> YOUR GOAL
Can you reproduce, word for word, the part of the piece on domain-specific hardware that begins at the words "Dedicated machine learning" and stops after "greatly improve performance."?

Hardware on a familiar track

John Hennessy, a veteran of the computer science industry, saved his talk for the final day of I/O but it was every bit as pertinent as Sundar Pichai’s keynote speech. The key themes will have been familiar to tech followers at almost any point in the past 10 years — the decline of Moore’s Law, the limitations of performance efficiency and battery power sources, yet the increasing need for more computing to solve increasingly complex problems.

The solution requires a new approach to computing — Domain Specific Architectures. In other words, tailoring hardware architectures to the specific application to maximize performance and energy efficiency.

Of course, this isn’t a brand new idea, we already use GPUs for graphics tasks and high-end smartphones are increasingly including dedicated neural networking processors to handle machine learning tasks. Smartphone chips have been heading this way for years now, but this is scaling up to servers too. For machine learning tasks, the hardware is increasingly being optimized around lower accuracy 8 or 16-bit data sizes, rather than large 32 or 64-bit precision floating point, and a small number of dedicated highly parallel instructions like mass matrix multiply. The performance and energy benefits compared with generic large instruction set CPUs and even parallel GPU compute speaks for themselves. John Hennessy sees products continuing to make use of these heterogeneous SoCs and off-die discrete components, depending on the use case.

However, this shift towards a broader range of hardware types presents new problems of its own — increasing hardware complexity, undermining the high-level programming languages relied upon by millions of developers, and fragmenting platforms like Android even further.

Machine learning is a revolution, it’s going to change our world.John Hennessy - Google I/O 2018

Dedicated machine learning hardware is useless if it’s prohibitively difficult to program for, or if performance is wasted by inefficient coding languages. Hennessy gave an example of a 47x performance difference for Matrix Multiply math between coding in C, compared with the more user-friendly Python, hitting up to 62,806x performance improvements using Intel’s domain-specific AVX extensions. But simply demanding that professionals switch to lower level programming isn’t a viable option. Instead, he suggests that it’s compilers that will require a rethink to ensure that programs run as efficiently as possible regardless of the programming language. The gap may never close fully, but even reaching 25 percent of the way would greatly improve performance.

> DATA PROVIDED
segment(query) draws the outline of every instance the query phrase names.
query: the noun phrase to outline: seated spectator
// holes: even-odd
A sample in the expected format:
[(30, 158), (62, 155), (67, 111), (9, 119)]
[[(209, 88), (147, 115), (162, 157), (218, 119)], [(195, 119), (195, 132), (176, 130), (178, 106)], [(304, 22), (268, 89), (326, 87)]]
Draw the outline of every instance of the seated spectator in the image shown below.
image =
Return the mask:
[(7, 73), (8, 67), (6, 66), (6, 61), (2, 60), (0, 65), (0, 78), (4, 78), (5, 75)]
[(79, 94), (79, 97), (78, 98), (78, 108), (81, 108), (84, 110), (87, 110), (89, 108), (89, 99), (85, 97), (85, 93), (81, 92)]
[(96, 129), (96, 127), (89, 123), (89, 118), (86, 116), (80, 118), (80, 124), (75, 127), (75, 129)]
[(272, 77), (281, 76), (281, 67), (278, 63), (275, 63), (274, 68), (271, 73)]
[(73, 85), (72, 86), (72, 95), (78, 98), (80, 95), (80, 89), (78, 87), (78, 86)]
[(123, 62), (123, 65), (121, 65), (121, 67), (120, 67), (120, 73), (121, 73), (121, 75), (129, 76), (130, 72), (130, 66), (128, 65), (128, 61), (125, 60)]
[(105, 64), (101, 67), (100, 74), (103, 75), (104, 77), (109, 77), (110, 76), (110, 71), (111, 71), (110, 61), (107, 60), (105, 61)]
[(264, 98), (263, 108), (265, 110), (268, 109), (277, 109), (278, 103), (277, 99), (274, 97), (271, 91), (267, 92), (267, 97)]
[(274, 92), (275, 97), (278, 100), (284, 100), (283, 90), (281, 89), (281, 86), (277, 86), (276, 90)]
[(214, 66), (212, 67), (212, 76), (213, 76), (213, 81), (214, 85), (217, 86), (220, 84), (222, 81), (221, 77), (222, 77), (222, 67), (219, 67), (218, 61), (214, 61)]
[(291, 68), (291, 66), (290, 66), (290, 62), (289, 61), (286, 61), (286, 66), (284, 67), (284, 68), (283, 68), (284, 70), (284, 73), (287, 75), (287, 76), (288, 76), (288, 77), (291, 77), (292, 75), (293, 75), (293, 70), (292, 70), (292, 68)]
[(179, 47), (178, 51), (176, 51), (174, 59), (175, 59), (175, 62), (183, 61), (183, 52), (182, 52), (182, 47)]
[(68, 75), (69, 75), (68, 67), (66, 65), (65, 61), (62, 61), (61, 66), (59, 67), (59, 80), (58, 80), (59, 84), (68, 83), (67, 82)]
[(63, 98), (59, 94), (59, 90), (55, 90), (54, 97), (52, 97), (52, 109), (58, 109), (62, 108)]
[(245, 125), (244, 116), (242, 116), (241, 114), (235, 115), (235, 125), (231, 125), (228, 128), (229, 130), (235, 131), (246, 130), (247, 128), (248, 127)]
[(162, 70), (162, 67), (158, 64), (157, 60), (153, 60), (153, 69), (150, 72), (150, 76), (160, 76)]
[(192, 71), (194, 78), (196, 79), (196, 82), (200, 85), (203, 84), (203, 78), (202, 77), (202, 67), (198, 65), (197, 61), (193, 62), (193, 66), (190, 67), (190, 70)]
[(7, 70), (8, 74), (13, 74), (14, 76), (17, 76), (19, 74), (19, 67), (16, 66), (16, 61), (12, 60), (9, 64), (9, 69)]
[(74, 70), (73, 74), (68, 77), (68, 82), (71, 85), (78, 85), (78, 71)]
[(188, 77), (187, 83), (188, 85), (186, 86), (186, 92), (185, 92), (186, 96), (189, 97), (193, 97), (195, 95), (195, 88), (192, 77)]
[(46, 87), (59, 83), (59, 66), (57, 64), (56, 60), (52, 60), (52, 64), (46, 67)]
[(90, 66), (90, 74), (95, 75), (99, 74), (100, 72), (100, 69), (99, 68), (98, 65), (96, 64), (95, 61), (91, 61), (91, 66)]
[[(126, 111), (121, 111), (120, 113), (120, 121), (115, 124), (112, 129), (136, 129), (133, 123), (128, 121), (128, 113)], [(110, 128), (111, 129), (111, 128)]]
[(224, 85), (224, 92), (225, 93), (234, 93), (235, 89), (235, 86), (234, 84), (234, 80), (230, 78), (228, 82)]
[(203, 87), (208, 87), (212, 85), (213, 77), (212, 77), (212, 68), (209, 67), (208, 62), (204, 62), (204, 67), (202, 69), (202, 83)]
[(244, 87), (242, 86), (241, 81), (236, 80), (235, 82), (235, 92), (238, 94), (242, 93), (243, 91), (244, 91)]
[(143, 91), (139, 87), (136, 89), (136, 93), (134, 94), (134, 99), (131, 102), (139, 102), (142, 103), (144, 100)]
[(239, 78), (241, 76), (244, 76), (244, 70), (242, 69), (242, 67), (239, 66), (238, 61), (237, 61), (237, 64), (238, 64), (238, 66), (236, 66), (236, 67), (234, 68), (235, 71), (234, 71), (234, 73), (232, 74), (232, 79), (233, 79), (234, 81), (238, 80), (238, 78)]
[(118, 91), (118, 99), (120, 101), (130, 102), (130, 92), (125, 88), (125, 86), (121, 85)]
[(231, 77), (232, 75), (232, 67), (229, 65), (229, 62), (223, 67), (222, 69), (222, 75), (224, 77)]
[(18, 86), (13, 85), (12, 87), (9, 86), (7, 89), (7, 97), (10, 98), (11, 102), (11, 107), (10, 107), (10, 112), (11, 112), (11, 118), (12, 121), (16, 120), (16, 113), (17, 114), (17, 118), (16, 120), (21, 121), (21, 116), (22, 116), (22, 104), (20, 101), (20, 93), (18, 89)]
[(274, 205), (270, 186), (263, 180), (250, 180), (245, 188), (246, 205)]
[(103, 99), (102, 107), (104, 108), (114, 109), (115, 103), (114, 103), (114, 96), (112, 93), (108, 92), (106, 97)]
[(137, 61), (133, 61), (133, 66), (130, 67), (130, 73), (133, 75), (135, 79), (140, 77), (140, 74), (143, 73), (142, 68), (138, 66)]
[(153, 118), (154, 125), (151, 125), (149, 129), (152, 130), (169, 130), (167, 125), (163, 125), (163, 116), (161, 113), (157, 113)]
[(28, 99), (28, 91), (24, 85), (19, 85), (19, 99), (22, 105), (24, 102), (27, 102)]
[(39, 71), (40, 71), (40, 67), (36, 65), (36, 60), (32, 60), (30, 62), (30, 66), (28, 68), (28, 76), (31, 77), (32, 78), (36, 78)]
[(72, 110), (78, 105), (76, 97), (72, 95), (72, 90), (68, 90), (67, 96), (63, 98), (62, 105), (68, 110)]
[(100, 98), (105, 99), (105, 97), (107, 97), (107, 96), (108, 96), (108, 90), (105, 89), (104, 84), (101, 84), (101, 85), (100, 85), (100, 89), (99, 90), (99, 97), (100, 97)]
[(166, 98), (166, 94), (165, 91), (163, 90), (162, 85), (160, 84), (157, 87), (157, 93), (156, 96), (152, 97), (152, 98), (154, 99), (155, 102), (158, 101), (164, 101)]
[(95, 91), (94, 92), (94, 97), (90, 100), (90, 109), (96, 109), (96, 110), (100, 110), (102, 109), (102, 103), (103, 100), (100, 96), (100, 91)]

> RESULT OF THIS TASK
Dedicated machine learning hardware is useless if it’s prohibitively difficult to program for, or if performance is wasted by inefficient coding languages. Hennessy gave an example of a 47x performance difference for Matrix Multiply math between coding in C, compared with the more user-friendly Python, hitting up to 62,806x performance improvements using Intel’s domain-specific AVX extensions. But simply demanding that professionals switch to lower level programming isn’t a viable option. Instead, he suggests that it’s compilers that will require a rethink to ensure that programs run as efficiently as possible regardless of the programming language. The gap may never close fully, but even reaching 25 percent of the way would greatly improve performance.